▸ Provided text:
▽
4 minute read

Last week, I watched a TED talk about an AI tool that challenges readers to think critically. The researcher never released it. So I built it myself (and then, two other apps) without writing a single line of code. I’m a Java backend developer who’s never built a native Mac app before.

Phase 1: Let’s build an app blind

In the talk, Advait Sarkar discussed developing a research prototype that encouraged readers to think critically through AI prompts. Immediately, this idea stood out to me as a fascinating tool. Except, they didn’t release it. A few weeks later, I stumbled upon the video again. This time, I realized I didn’t need them to release it. I could build it myself - despite having never built an app before. I discussed the idea with Perplexity. There didn’t seem to be any products like this yet. Perplexity estimated it may take a few weeks. I used Codex and asked it to create the specs, requirements and mockups.  Image of initial version of Tool for Thought

The agent broke the problem down into tasks then proceeded to do each one, step by step. The end result wasn’t very visually pleasing, but the core functionality was there. After tinkering around, I decided to go all in on a native Mac app.

Phase 2: Blind Spec Driven Development

I had been hearing about spec-driven development, and this was the perfect opportunity to try it out. I found Spec Kitty, a fork of Github’s Spec Kit. Its packed feature set sold me immediately. Not only does it use AI to generate requirements, specs, plans, and tasks, it can implement tasks in parallel and uses review agents. After a short interview with Codex about my idea, it drafted up a full set of requirements, spec, plans, and tasks. It broke down the task into 8 work packages. So, I let it implement them all on its own. Let me introduce FreeThoughts:

Image of initial version of FreeThoughts

The results were surprisingly good. A few bugs and some polishing were needed, but it got me 70% of the way there. The rapp was buggy and imperfect - but it was a working version that let me play with the idea and iterate. The cost of making a prototype or POC is now almost free.
△
▸ Data section:
▽
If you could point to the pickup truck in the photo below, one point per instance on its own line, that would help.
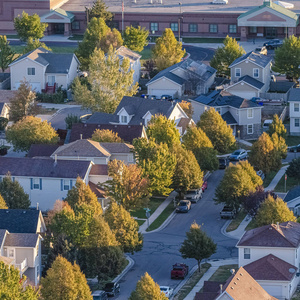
△
▸ Exercise details:
Write the next part of the article about building a native Mac app with AI coding agents, starting right after its final sentence.

▸ Response for this exercise:
Phase 3: Embrace the Pivot

My next idea took the same concept for AI prompts and extended it beyond documents. Users should be able to view prompts everywhere on their screen, no PDFs needed.

Image of initial version of Tool for Thought

Meet FreeThinker. This project is the result of my rapid experimentation. To build it, I used the Spec Kitty process again. This time, I had another agent review the plan, specification and tasks. Now once the agents began implementing, they had a better starting point. I also used the orchestrator for the first time, allowing agents to work in parallel. It was a bit buggy, but within hours I had a working product.

The fun part about building with agents is how fast a vision can be turned into reality. I don’t have experience in Swift or app development. Without AI, I wouldn’t have attempted to build these apps. In fact, I was building more software in my free time than I had in years. AI extends my abilities and enables me to build more.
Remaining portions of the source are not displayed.